▶ _Exercise_: Count the lines of the data that have the word "every", then report the number without anything else.

--- Data section ---

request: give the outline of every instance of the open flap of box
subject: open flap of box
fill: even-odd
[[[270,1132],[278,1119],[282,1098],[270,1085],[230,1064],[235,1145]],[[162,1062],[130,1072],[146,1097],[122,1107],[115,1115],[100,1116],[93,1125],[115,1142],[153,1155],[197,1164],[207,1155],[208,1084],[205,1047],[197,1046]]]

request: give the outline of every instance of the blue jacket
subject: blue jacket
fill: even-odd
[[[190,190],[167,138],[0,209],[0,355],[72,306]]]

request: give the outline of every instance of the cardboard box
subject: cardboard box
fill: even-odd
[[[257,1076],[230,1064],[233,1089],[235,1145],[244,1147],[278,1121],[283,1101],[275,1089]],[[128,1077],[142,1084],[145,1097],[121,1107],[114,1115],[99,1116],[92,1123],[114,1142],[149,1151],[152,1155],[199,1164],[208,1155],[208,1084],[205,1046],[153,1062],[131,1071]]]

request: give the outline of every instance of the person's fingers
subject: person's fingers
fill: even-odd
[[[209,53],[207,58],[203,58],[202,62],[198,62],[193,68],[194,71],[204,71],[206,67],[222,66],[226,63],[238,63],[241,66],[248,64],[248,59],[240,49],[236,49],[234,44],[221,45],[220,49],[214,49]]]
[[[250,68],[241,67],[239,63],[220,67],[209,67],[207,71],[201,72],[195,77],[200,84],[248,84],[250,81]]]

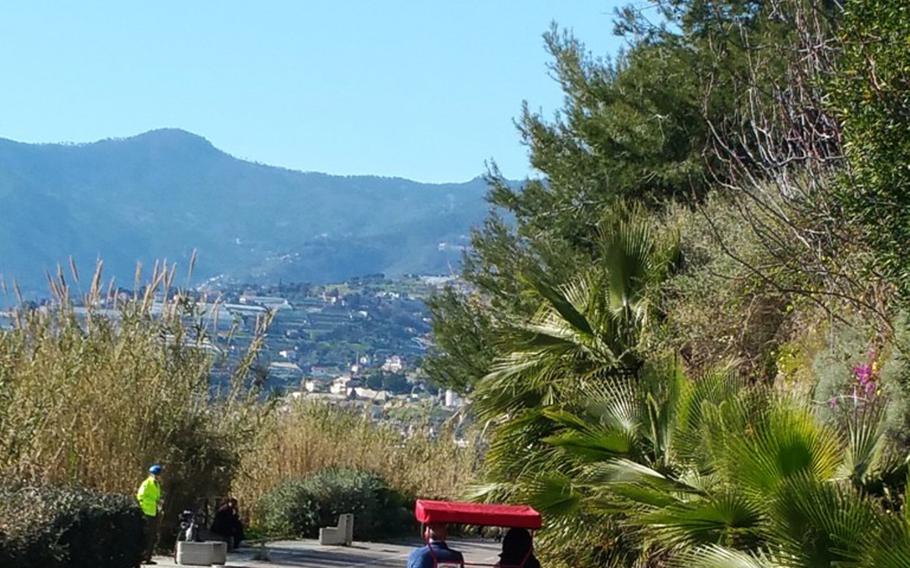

---

▶ _Problem solution_: 4